Task details:
Rewrite only the lines starting at the one containing "Locate the person" and running through the last line, with "Give the result as" changed to "Return the result as" and all else kept the same.

(Lines excerpted from a collection)
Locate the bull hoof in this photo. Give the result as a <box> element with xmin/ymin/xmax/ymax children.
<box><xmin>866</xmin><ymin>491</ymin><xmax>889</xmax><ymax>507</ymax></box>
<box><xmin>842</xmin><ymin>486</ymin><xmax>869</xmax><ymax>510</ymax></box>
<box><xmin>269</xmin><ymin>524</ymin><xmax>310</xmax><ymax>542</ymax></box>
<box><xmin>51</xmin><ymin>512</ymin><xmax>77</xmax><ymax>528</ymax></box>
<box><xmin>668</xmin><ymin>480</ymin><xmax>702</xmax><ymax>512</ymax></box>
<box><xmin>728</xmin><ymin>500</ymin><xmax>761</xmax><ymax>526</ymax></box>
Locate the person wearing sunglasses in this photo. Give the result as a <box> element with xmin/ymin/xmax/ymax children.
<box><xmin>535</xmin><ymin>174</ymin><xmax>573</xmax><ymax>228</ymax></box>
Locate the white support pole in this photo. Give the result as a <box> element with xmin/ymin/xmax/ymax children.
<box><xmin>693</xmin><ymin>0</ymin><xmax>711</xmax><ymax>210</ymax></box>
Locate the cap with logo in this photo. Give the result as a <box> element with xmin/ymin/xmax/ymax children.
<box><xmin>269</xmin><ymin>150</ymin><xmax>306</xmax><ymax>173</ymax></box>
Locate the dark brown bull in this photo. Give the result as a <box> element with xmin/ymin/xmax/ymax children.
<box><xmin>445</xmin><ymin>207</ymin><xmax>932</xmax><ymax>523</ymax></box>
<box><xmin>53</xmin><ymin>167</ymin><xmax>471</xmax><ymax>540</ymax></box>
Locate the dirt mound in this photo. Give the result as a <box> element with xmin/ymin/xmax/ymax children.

Solution to the problem:
Locate the person wearing sunglasses in this photo. Return the result as a <box> element with xmin/ymin/xmax/ymax children.
<box><xmin>535</xmin><ymin>174</ymin><xmax>573</xmax><ymax>228</ymax></box>
Locate the white support pole in this photo. Return the result as a <box> element with xmin/ymin/xmax/ymax children.
<box><xmin>693</xmin><ymin>0</ymin><xmax>711</xmax><ymax>210</ymax></box>
Locate the cap with logo in this photo. Return the result as a <box> element with xmin/ymin/xmax/ymax children.
<box><xmin>269</xmin><ymin>150</ymin><xmax>306</xmax><ymax>173</ymax></box>
Locate the dark brown bull in this photo. Return the result as a <box> element with xmin/ymin/xmax/ymax children.
<box><xmin>445</xmin><ymin>207</ymin><xmax>932</xmax><ymax>523</ymax></box>
<box><xmin>53</xmin><ymin>167</ymin><xmax>471</xmax><ymax>540</ymax></box>
Locate the dirt mound in this photo. Return the result as a <box> element with xmin/ymin/xmax/ymax children.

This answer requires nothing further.